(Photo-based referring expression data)
====================
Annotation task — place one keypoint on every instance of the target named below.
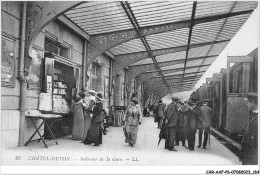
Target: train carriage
(230, 112)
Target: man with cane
(206, 115)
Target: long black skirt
(94, 134)
(181, 133)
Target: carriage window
(56, 48)
(238, 80)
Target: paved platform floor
(115, 151)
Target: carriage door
(237, 88)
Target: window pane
(51, 48)
(64, 52)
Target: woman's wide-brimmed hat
(99, 96)
(92, 92)
(134, 99)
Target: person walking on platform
(88, 102)
(171, 117)
(160, 114)
(249, 145)
(94, 134)
(133, 118)
(192, 113)
(155, 112)
(206, 115)
(181, 127)
(78, 116)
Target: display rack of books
(60, 104)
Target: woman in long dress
(88, 102)
(94, 134)
(78, 116)
(133, 117)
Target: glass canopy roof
(204, 29)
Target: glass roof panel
(209, 8)
(194, 63)
(209, 60)
(144, 61)
(148, 13)
(232, 26)
(244, 5)
(176, 66)
(99, 17)
(203, 68)
(206, 32)
(198, 52)
(191, 70)
(174, 73)
(131, 46)
(217, 48)
(171, 56)
(168, 39)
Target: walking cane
(209, 137)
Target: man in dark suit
(206, 115)
(171, 117)
(193, 114)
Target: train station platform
(115, 151)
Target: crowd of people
(180, 122)
(88, 117)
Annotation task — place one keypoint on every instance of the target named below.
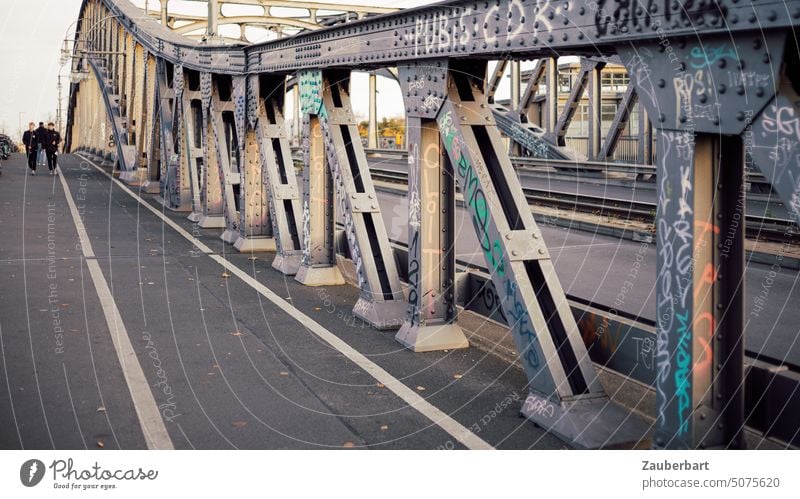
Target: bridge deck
(226, 367)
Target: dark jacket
(53, 140)
(29, 139)
(42, 136)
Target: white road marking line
(433, 413)
(155, 433)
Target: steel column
(551, 96)
(565, 396)
(279, 175)
(700, 306)
(211, 186)
(372, 131)
(318, 266)
(595, 105)
(381, 301)
(431, 320)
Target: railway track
(761, 228)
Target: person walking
(31, 146)
(42, 136)
(51, 148)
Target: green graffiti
(474, 196)
(311, 91)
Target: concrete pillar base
(319, 276)
(288, 264)
(132, 178)
(151, 186)
(211, 222)
(431, 337)
(254, 244)
(230, 236)
(382, 315)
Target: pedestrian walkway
(231, 353)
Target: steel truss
(712, 77)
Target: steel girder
(278, 173)
(708, 74)
(210, 185)
(326, 96)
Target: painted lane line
(153, 428)
(417, 402)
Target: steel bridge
(199, 121)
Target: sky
(30, 50)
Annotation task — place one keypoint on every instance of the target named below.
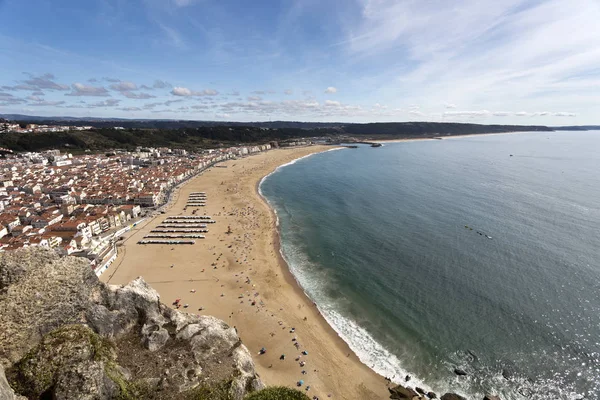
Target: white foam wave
(294, 161)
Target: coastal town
(81, 205)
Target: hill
(207, 134)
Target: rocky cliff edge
(67, 335)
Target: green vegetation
(221, 391)
(198, 134)
(277, 393)
(60, 349)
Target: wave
(294, 161)
(483, 376)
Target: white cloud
(105, 103)
(182, 3)
(181, 91)
(47, 103)
(124, 86)
(564, 114)
(480, 113)
(79, 89)
(489, 54)
(141, 96)
(158, 84)
(46, 81)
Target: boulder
(6, 392)
(71, 362)
(452, 396)
(401, 392)
(67, 335)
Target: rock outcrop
(452, 396)
(67, 335)
(6, 392)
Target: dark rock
(91, 325)
(400, 392)
(452, 396)
(508, 373)
(71, 362)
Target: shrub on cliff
(277, 393)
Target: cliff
(67, 335)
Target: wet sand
(265, 310)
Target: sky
(484, 61)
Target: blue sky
(501, 61)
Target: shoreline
(397, 377)
(383, 141)
(332, 367)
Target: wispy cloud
(124, 86)
(79, 89)
(185, 92)
(173, 36)
(158, 84)
(105, 103)
(43, 103)
(139, 96)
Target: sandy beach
(241, 278)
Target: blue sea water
(426, 256)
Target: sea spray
(428, 290)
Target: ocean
(480, 253)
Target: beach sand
(217, 269)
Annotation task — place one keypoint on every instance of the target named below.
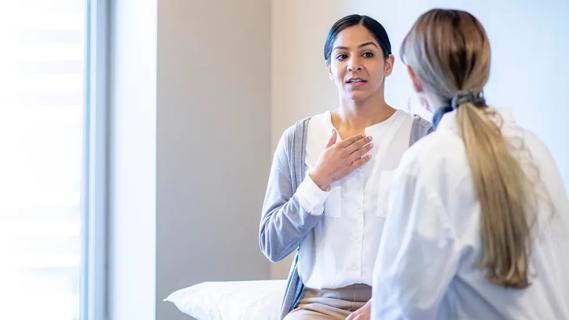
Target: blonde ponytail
(449, 52)
(505, 196)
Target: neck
(433, 102)
(355, 116)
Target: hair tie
(476, 99)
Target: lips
(355, 80)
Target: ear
(388, 65)
(416, 81)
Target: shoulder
(441, 152)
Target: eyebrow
(360, 46)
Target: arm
(284, 223)
(417, 258)
(288, 215)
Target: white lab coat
(426, 266)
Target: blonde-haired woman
(478, 224)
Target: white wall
(530, 65)
(213, 142)
(190, 148)
(132, 181)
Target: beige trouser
(330, 304)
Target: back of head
(449, 52)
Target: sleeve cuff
(311, 197)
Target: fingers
(332, 139)
(360, 162)
(351, 140)
(358, 153)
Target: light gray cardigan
(284, 224)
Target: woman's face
(357, 65)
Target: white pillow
(231, 300)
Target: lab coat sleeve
(416, 260)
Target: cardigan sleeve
(284, 222)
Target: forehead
(353, 37)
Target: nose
(354, 65)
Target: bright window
(42, 52)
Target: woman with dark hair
(329, 171)
(478, 224)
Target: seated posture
(324, 195)
(478, 224)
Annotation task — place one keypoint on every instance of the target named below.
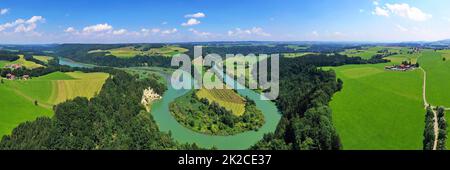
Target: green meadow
(131, 51)
(379, 109)
(438, 77)
(369, 52)
(18, 97)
====================
(Directions): Without including any pictures, return every line of the records exactly.

(Solution to this task):
Annotation task — place one keypoint on every instance of the target named below.
Target: train carriage
(230, 112)
Target: man with cane
(206, 115)
Target: long black skirt
(94, 134)
(181, 133)
Target: carriage window
(56, 48)
(238, 80)
Target: paved platform floor
(115, 151)
Target: carriage door
(237, 88)
Target: window pane
(51, 48)
(64, 52)
Target: woman's wide-brimmed hat
(99, 96)
(92, 92)
(134, 99)
Target: person walking on platform
(88, 102)
(171, 117)
(160, 114)
(249, 145)
(94, 134)
(133, 118)
(192, 113)
(155, 112)
(206, 115)
(181, 127)
(78, 116)
Target: display rack of books
(60, 104)
Target: woman in long dress
(88, 102)
(94, 134)
(78, 116)
(133, 117)
Target: glass canopy roof
(204, 29)
Target: glass roof panel
(209, 8)
(194, 63)
(209, 60)
(144, 61)
(148, 13)
(232, 26)
(244, 5)
(176, 66)
(99, 17)
(203, 68)
(206, 32)
(198, 52)
(191, 70)
(174, 73)
(131, 46)
(217, 48)
(171, 56)
(168, 39)
Target: walking cane
(209, 137)
Target: man in dark suit
(206, 115)
(171, 117)
(193, 114)
Target: train station platform
(115, 151)
Target: crowd of people
(180, 122)
(88, 117)
Annotation task — place one keypoint on every instance of the target named below.
Target: bridge deck
(226, 367)
Target: dark jacket
(53, 140)
(29, 139)
(42, 136)
Target: white road marking line
(433, 413)
(155, 433)
Target: steel column
(551, 96)
(565, 396)
(279, 175)
(700, 306)
(211, 186)
(372, 131)
(318, 266)
(595, 105)
(381, 301)
(431, 320)
Target: railway track
(761, 228)
Target: person walking
(31, 146)
(42, 136)
(51, 148)
Target: green graffiti
(474, 196)
(311, 91)
Target: concrete pillar base
(319, 276)
(288, 264)
(132, 178)
(151, 186)
(211, 222)
(431, 337)
(254, 244)
(230, 236)
(382, 315)
Target: pedestrian walkway
(231, 353)
Target: steel truss
(712, 77)
Target: steel girder
(278, 173)
(708, 74)
(210, 185)
(326, 96)
Target: painted lane line
(153, 428)
(417, 402)
Target: steel bridge
(199, 121)
Target: sky
(30, 50)
Annotation task — place one keypoint on every instance of the target named below.
Target: white foam wave
(294, 161)
Target: coastal town
(81, 205)
Target: hill
(207, 134)
Target: rocky cliff edge
(67, 335)
Target: green vegetation
(221, 391)
(198, 134)
(277, 393)
(60, 349)
Target: wave
(294, 161)
(483, 376)
Target: white cloud
(105, 103)
(182, 3)
(181, 91)
(47, 103)
(124, 86)
(564, 114)
(480, 113)
(79, 89)
(489, 54)
(141, 96)
(158, 84)
(46, 81)
Target: boulder
(6, 392)
(71, 362)
(452, 396)
(401, 392)
(67, 335)
Target: rock outcrop
(452, 396)
(67, 335)
(6, 392)
Target: dark rock
(91, 325)
(400, 392)
(452, 396)
(508, 373)
(71, 362)
Target: shrub on cliff
(277, 393)
Target: cliff
(67, 335)
Target: wet sand
(265, 310)
Target: sky
(484, 61)
Target: blue sky
(501, 61)
Target: shoreline
(397, 377)
(383, 141)
(332, 367)
Target: wispy cloud
(124, 86)
(79, 89)
(185, 92)
(173, 36)
(158, 84)
(105, 103)
(43, 103)
(139, 96)
Target: sandy beach
(241, 278)
Target: blue sea water
(426, 256)
Target: sea spray
(428, 290)
Target: ocean
(480, 253)
Target: beach sand
(217, 269)
Annotation task — place one keypoint on every instance of the target named below.
Target: blonde ponytail
(449, 52)
(505, 196)
Target: neck
(433, 102)
(355, 116)
Target: hair tie
(476, 99)
Target: lips
(355, 80)
Target: ear
(388, 65)
(416, 81)
Target: shoulder
(441, 152)
Target: eyebrow
(360, 46)
Target: arm
(284, 223)
(417, 258)
(288, 215)
Target: white lab coat
(426, 266)
Target: blonde-haired woman
(478, 224)
Target: white wall
(530, 65)
(213, 142)
(190, 148)
(132, 181)
Target: beige trouser
(330, 304)
Target: back of head
(449, 52)
Target: sleeve cuff
(311, 197)
Target: fingers
(332, 139)
(360, 162)
(351, 140)
(358, 153)
Target: light gray cardigan
(284, 224)
Target: woman's face
(357, 65)
Target: white pillow
(231, 300)
Target: lab coat sleeve
(416, 260)
Target: cardigan sleeve
(284, 222)
Target: forehead
(353, 37)
Target: nose
(354, 65)
Target: bright window
(42, 52)
Target: woman with dark hair
(329, 171)
(478, 224)
Target: seated posture
(324, 195)
(478, 224)
Annotation task — place one keypoint on every instance of the target named below.
Target: green meadow
(131, 51)
(379, 109)
(438, 77)
(369, 52)
(18, 97)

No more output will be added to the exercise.